— TASK PROMPT —
Render the stretch of the records that begins with the line containing "Reviewer note: see that each instance of the shallow" and ends with the line containing "Target: shallow meltwater stream" as a Markdown table. Use the columns Row and Record line, number the rows, and leave out any blank lines.

— THE INPUT —
=-=-=-=-=

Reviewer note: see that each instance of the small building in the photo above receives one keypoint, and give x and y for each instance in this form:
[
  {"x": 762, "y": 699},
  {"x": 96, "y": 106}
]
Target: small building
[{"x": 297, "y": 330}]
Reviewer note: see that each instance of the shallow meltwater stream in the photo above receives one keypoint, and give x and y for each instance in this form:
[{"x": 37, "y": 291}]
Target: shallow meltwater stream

=-=-=-=-=

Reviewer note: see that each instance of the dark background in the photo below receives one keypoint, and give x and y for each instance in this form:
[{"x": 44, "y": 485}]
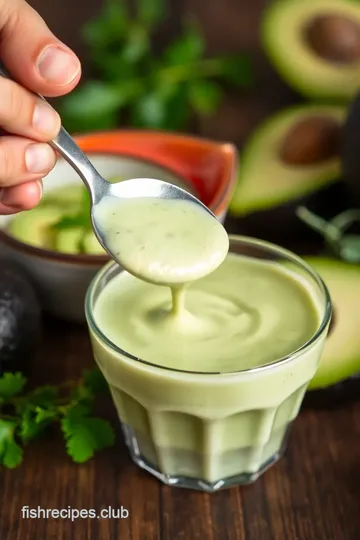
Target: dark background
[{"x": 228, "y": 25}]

=-=-=-=-=

— ANSWER —
| Row | Record line |
|---|---|
| 1 | Reviewer note: see that each instance of the shallow meltwater stream in the photo above receives one keypoint, and give x and y for each instance in this form: |
| 2 | [{"x": 37, "y": 291}] |
| 3 | Target: shallow meltwater stream |